### GIVEN ENTRIES ###

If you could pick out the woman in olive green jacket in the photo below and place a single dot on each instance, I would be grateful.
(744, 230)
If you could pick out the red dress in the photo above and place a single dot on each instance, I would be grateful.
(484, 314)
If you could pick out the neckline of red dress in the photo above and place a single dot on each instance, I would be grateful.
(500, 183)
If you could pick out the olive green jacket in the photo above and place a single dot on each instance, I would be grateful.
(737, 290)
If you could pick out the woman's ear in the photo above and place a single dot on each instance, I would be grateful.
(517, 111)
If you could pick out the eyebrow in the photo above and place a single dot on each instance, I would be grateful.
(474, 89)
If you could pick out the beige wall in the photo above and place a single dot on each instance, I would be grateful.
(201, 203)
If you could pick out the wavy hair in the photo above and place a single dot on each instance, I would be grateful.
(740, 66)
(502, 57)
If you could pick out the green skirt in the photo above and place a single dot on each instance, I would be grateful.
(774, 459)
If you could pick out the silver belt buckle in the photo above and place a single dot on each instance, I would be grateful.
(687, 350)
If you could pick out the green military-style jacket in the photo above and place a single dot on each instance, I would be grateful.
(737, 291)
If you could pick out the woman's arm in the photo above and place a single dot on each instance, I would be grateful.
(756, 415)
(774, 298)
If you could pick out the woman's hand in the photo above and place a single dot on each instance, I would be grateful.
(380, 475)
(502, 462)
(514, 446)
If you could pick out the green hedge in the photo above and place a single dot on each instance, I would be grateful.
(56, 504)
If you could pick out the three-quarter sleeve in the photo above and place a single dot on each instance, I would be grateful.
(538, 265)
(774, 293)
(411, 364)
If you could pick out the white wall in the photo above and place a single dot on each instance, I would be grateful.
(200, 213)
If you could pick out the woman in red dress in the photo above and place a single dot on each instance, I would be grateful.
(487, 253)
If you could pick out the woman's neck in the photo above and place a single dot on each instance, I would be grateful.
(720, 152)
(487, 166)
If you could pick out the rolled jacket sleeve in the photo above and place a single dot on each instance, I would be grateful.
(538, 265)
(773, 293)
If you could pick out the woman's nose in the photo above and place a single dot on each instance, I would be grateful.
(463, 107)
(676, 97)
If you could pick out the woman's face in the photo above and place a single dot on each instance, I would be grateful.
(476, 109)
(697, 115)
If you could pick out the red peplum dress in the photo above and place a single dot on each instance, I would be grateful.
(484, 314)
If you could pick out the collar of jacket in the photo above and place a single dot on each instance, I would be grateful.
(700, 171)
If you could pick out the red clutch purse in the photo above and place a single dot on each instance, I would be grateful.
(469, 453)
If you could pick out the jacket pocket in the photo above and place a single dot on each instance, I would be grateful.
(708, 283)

###

#### WORK TO BE COMPLETED:
Word for word, transcribe the entire listing shown above.

#### WRITTEN RESPONSE:
If you could pick out the woman in olive green jacket in the photo below and place a single dot on each instance, I would be grateful.
(744, 230)
If you could pick out the red dress in the photo above and place a single dot on each instance, I would be grateful.
(484, 314)
If you could pick out the neckline of red dress in the photo above and place a single dot on each instance, I would be grateful.
(500, 183)
If you could pick out the olive green jacket in the photo above and place a single dot on each instance, I would be grateful.
(737, 290)
If you could pick out the woman's ear in the photo above and place a single dot on each instance, I would be grateful.
(517, 111)
If you could pick out the eyebrow in the photo above and place a single dot on each instance, I would be grateful.
(474, 89)
If you could pick out the beige wall in the photo above and place a single dot on each instance, I would be grateful.
(201, 203)
If you could pick out the wavy hair in the photo above and place a single dot on each instance, I would be grateful.
(740, 66)
(502, 57)
If you could pick out the green skirt in the photo above and place a single dot on each instance, I would be grateful.
(774, 459)
If you could pick out the silver belt buckle in the photo above and place a single dot on each instance, I would be grateful.
(687, 350)
If you could pick out the green military-style jacket in the photo above and place a single dot on each instance, I would be grateful.
(737, 291)
If you could pick out the woman's arm in the photo above and place a single dot on each instance, I would be grateful.
(756, 415)
(774, 298)
If you could pick out the woman's hand in the photo above and place a single dot on each instance, I would be grateful.
(380, 475)
(502, 462)
(514, 446)
If you could pick out the green hedge in the photo above and place a single dot on each instance, I would be grateful.
(56, 504)
If you could pick out the three-quarter sleeve in the photo above and place a single dot on each instance, I would be grateful.
(538, 265)
(774, 293)
(411, 364)
If you could pick out the white wall in the photo above and place a single dot on each instance, I would be grateful.
(200, 213)
If you could pick out the woman in red dress in the photo above and place a single dot on each instance, I would be grateful.
(487, 253)
If you could pick out the woman's neck in the photo above and place a single dot on each instance, I would be grateful.
(720, 152)
(487, 166)
If you could pick out the rolled jacket sleeve in the photo above and place a single dot on each instance, I would be grateful.
(538, 265)
(773, 293)
If you could pick out the woman's nose in the photo above and place a single dot on each instance, I would be grateful.
(463, 107)
(676, 97)
If you could pick out the woman's face in the photo above and place a single dot on each instance, I would be grateful.
(476, 109)
(697, 115)
If you could pick out the red peplum dress in the photo above and place a single dot on each instance, I would be grateful.
(484, 314)
If you could pick out the collar of jacket in the photo above and place a single dot on each instance, I would be grateful.
(700, 171)
If you could pick out the red clutch purse in the photo above and place a single dot on each instance, I would be grateful.
(469, 453)
If you could pick out the jacket pocket in the photo above and place a single dot on each instance, I would be grateful.
(708, 283)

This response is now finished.